PROMPT: Exactly the lines starting at the line containing "Query: black belt" and ending at the line containing "[(40, 141), (848, 730), (910, 653)]" are to be written out from the listing below, both included.

PROVIDED DATA:
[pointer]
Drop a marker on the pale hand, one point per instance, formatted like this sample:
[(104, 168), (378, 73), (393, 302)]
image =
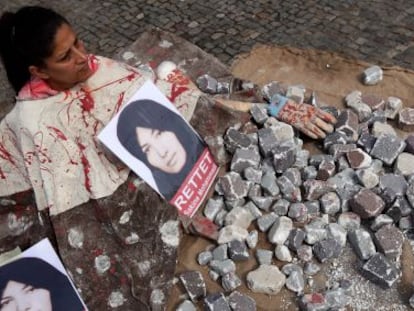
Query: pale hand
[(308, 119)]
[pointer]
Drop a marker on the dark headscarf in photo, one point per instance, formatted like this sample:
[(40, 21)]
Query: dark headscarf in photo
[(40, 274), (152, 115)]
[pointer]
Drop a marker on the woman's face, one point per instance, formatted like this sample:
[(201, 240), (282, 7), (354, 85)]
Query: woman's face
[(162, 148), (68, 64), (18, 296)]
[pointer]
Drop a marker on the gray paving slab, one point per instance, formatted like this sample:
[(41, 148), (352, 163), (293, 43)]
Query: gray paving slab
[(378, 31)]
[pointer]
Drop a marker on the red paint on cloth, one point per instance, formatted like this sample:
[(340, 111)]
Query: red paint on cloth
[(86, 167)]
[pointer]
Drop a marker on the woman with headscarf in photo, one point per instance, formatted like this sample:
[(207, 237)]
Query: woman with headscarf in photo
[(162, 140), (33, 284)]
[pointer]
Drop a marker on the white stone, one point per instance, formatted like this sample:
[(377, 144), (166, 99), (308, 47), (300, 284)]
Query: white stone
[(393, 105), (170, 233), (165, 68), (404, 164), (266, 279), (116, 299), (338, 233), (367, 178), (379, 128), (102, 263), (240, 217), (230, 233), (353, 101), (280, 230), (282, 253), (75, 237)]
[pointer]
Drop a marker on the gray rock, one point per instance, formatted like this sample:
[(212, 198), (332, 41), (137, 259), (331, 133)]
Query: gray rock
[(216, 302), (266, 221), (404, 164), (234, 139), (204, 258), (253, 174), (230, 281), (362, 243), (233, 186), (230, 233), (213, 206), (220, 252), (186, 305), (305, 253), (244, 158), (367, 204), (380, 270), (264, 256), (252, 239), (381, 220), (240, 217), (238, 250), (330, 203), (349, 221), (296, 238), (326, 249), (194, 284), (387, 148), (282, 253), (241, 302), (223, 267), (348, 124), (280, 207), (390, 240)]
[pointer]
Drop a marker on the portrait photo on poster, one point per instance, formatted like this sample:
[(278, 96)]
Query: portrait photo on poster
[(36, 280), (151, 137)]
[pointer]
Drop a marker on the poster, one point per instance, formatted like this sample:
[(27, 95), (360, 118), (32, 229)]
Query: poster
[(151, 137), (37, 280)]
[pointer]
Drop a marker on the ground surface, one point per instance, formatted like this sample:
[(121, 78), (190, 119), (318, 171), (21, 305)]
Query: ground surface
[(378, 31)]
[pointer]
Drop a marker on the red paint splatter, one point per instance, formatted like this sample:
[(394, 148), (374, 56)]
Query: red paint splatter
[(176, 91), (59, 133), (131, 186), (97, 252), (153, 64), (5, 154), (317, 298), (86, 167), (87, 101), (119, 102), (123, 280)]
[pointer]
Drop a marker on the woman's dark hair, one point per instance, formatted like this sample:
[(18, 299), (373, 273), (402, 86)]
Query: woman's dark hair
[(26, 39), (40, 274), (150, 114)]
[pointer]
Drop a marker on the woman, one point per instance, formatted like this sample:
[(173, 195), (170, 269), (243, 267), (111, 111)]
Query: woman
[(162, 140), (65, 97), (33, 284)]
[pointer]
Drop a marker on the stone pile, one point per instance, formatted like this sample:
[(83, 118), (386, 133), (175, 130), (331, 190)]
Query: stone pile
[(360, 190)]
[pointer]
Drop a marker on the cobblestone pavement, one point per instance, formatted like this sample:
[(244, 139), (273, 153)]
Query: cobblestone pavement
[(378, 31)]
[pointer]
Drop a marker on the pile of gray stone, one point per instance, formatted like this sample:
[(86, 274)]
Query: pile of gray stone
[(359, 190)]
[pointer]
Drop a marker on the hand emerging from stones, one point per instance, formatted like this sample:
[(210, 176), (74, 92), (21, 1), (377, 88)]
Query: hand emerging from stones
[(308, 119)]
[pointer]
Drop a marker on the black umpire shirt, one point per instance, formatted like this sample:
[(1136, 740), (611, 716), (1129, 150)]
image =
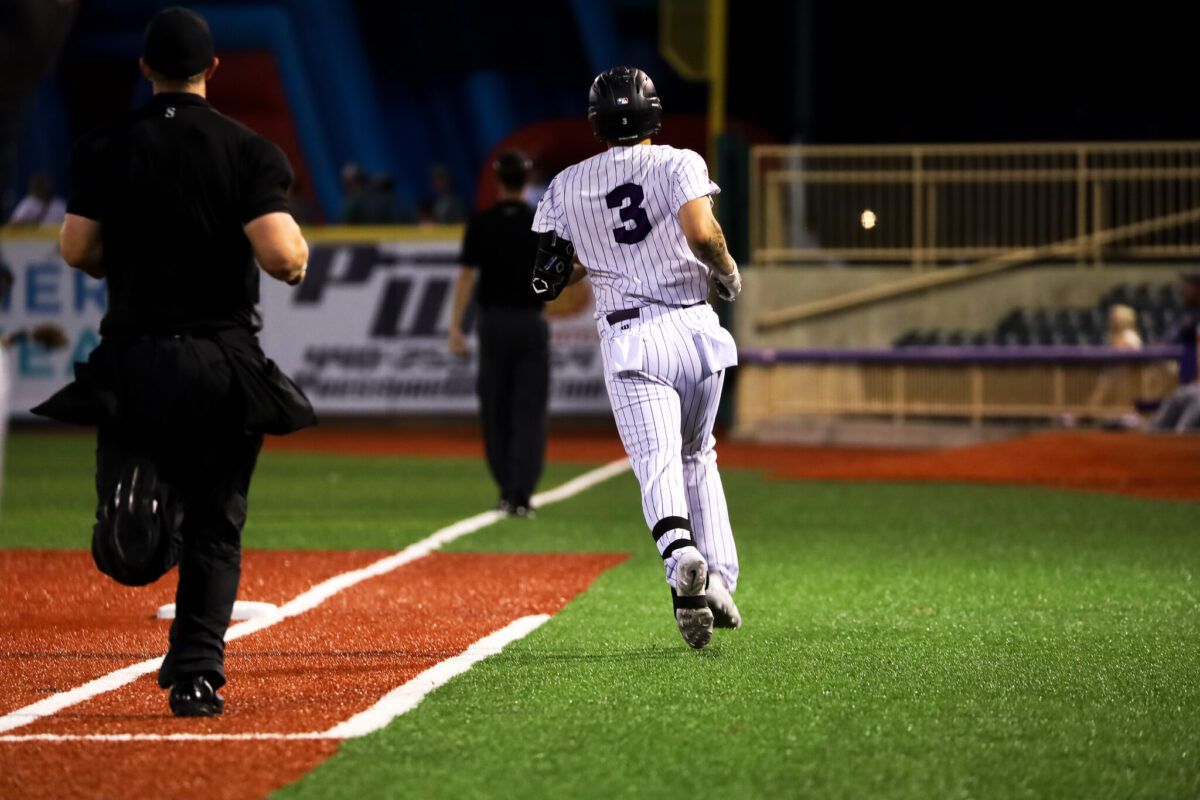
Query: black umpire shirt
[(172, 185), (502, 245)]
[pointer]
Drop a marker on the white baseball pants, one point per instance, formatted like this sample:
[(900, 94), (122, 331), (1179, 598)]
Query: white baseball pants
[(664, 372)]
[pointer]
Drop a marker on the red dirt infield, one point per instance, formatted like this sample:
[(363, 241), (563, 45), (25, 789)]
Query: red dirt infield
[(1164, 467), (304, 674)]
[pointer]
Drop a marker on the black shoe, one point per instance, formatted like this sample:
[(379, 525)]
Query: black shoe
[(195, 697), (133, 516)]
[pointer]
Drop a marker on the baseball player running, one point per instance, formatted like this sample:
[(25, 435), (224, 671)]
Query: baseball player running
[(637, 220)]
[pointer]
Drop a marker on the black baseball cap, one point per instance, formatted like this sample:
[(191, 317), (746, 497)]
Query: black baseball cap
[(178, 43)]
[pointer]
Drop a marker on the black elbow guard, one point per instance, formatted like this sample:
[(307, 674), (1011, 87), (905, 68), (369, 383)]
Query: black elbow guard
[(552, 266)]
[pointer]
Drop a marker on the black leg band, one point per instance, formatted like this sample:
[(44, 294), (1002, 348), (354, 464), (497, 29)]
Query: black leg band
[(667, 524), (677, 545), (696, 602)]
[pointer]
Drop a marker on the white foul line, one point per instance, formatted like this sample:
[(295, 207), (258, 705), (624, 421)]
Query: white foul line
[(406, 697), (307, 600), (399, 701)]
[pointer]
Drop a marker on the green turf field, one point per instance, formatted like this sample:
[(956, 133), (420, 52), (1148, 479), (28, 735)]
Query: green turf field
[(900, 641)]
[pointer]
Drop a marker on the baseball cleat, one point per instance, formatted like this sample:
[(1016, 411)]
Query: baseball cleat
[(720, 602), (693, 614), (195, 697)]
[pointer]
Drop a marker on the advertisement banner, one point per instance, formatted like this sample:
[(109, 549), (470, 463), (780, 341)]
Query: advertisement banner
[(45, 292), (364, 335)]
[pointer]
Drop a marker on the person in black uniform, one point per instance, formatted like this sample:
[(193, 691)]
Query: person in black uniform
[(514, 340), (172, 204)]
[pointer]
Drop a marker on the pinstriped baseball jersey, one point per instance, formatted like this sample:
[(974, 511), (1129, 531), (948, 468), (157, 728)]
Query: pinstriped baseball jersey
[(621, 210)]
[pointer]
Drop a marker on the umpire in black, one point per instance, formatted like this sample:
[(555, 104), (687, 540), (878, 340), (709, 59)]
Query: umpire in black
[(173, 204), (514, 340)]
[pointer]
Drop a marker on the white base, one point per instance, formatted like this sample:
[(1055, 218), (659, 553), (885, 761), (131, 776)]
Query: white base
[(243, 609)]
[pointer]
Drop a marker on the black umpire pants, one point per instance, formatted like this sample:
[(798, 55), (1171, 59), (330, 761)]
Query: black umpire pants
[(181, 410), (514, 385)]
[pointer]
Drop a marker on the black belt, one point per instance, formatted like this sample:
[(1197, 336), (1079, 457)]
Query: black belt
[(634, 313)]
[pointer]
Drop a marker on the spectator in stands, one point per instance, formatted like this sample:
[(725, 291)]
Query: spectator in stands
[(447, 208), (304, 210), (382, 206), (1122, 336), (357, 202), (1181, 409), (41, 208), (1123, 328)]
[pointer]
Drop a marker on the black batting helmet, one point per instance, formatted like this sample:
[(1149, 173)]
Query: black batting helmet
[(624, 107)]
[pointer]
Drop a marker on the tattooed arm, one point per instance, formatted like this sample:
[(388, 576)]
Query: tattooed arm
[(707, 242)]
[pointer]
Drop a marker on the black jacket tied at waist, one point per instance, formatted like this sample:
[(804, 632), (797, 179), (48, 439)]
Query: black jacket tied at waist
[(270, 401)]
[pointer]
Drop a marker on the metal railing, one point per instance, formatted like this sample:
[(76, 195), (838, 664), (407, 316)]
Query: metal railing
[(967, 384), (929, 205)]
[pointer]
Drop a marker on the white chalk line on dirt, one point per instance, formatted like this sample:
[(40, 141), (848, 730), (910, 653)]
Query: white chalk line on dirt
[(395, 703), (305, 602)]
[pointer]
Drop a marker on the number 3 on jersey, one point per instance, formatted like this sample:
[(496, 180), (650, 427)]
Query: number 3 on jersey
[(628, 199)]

RESPONSE AREA:
Query: black belt
[(634, 313)]
[pointer]
Drop a marker on the spectator in stands, one point per instance, formatted like this sample:
[(725, 291)]
Query: spectator in stands
[(447, 208), (304, 210), (382, 206), (1122, 336), (357, 202), (1181, 409), (41, 208), (1123, 328)]
[pointer]
Drop a marker on the black batting helmet, one point per instance, formatted like this sample:
[(1149, 173)]
Query: black batting helmet
[(624, 107)]
[pointer]
Drop a marker on the tattooed arm, one point per instance, formatted like this sample:
[(388, 576)]
Query: tattooed arm
[(707, 242)]
[pointer]
Drop a marker on the black jacket tied at waist, one point per instance, formatted like this sample:
[(804, 632), (797, 179), (48, 439)]
Query: black jacket tied at waist
[(270, 401)]
[pointer]
Drop a marker on the metal railing, one point per instance, formatted like this sample:
[(76, 195), (838, 664), (407, 316)]
Query: metal railing
[(967, 384), (929, 205)]
[pointer]
Drop a marker on the white chalk line on dirt, one point per instance, formatted like this sample:
[(40, 141), (848, 730), (910, 653)]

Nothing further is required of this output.